*Dataset records*:
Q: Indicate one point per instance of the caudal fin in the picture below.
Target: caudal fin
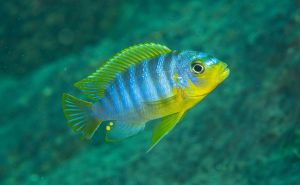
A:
(79, 115)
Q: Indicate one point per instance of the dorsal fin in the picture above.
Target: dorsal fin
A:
(95, 84)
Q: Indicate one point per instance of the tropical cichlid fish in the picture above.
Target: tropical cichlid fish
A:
(142, 83)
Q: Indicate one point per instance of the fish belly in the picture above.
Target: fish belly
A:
(127, 97)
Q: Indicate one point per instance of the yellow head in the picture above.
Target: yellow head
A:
(200, 73)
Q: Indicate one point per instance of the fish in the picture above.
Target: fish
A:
(141, 83)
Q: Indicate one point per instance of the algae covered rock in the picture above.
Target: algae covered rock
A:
(246, 132)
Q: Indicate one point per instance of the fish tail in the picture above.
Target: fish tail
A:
(79, 115)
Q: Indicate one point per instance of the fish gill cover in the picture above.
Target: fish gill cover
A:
(246, 132)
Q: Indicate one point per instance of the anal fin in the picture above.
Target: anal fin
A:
(119, 130)
(164, 127)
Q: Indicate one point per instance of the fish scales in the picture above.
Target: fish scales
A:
(145, 82)
(139, 84)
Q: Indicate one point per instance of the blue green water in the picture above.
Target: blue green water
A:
(247, 131)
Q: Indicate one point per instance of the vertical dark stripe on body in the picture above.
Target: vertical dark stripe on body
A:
(170, 67)
(125, 101)
(134, 90)
(115, 98)
(146, 83)
(163, 87)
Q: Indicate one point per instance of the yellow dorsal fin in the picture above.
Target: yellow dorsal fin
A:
(95, 84)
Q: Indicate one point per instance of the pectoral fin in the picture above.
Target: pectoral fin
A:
(164, 127)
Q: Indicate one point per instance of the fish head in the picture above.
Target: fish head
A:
(203, 73)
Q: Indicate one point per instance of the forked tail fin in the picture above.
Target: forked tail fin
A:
(79, 115)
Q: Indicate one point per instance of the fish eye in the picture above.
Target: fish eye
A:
(197, 68)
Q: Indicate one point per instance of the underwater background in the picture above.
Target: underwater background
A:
(246, 132)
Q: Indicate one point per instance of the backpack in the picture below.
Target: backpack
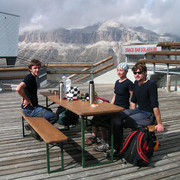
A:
(139, 146)
(66, 117)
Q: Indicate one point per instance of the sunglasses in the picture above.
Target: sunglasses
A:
(140, 72)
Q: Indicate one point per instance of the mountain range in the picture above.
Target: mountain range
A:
(89, 44)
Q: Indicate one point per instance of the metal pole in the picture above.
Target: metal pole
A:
(168, 79)
(92, 72)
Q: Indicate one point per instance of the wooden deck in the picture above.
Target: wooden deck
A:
(25, 158)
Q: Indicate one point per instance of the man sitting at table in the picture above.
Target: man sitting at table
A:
(144, 107)
(27, 89)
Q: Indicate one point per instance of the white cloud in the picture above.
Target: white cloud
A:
(160, 16)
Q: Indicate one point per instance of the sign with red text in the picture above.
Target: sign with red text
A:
(140, 49)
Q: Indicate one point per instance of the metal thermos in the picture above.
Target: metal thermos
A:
(61, 88)
(91, 92)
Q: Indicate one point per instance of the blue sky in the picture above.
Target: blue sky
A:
(160, 16)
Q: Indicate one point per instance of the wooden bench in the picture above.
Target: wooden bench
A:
(49, 133)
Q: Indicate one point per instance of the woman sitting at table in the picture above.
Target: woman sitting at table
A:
(122, 93)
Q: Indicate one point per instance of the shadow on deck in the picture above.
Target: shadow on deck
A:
(25, 158)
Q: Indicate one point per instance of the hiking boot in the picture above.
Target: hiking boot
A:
(103, 147)
(33, 133)
(117, 153)
(27, 127)
(91, 140)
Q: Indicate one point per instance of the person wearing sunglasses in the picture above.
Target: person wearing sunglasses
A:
(144, 107)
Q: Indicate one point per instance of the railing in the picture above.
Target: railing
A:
(167, 62)
(85, 70)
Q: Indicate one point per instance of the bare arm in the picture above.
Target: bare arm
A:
(20, 90)
(159, 127)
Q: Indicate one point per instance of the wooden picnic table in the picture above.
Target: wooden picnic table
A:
(84, 109)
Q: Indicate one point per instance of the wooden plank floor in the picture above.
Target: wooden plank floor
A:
(25, 158)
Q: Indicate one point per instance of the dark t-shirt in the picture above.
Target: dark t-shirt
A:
(31, 90)
(121, 90)
(145, 96)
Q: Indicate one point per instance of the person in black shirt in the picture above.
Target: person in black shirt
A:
(144, 106)
(27, 89)
(122, 92)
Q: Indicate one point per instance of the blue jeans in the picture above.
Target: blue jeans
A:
(39, 111)
(130, 118)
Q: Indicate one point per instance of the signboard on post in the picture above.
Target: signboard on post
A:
(9, 32)
(140, 49)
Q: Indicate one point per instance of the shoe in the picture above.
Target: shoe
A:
(103, 147)
(117, 153)
(34, 134)
(91, 140)
(27, 127)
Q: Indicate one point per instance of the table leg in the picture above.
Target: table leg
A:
(83, 141)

*Exercise requirements*: Lines holding the string "hiking": find them in the listing above and copy each one.

*Answer to the exercise*:
Q: Indicate one point per instance of the hiking boot in the picture above.
Target: hiking boot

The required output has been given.